═══ DATA TO PROCESS ═══

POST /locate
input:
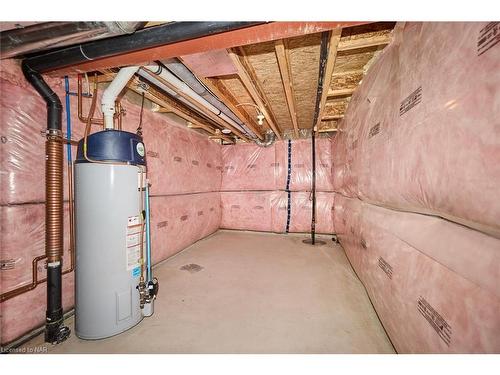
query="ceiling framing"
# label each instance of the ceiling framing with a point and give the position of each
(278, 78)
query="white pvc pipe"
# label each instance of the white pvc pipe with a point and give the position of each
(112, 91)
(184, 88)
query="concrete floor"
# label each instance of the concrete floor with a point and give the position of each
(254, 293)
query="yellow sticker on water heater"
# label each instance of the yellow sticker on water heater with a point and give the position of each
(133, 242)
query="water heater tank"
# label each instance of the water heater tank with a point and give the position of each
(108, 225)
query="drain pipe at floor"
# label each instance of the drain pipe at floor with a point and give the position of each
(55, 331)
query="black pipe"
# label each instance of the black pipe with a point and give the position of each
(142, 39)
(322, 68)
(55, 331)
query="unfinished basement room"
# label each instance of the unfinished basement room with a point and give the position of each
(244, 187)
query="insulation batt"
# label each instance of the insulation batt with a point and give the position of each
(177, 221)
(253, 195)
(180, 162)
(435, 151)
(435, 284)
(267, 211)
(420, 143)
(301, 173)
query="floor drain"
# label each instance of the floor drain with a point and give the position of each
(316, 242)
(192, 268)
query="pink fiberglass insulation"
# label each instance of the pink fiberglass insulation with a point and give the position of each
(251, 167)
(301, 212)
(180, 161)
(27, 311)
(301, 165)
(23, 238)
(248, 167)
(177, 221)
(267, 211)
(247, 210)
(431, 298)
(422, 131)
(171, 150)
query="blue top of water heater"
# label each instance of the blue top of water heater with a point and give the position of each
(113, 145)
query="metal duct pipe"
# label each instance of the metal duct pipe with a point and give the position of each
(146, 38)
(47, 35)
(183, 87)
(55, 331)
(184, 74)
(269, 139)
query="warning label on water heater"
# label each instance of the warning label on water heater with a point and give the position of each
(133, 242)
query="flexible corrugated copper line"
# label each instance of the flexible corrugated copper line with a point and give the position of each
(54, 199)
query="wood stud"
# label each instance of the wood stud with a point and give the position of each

═══

Filter the lines above, keeping each one that contains the string "stud".

● **REPLY**
query="wood stud"
# label each instance of the wood stud with a point and give the position of each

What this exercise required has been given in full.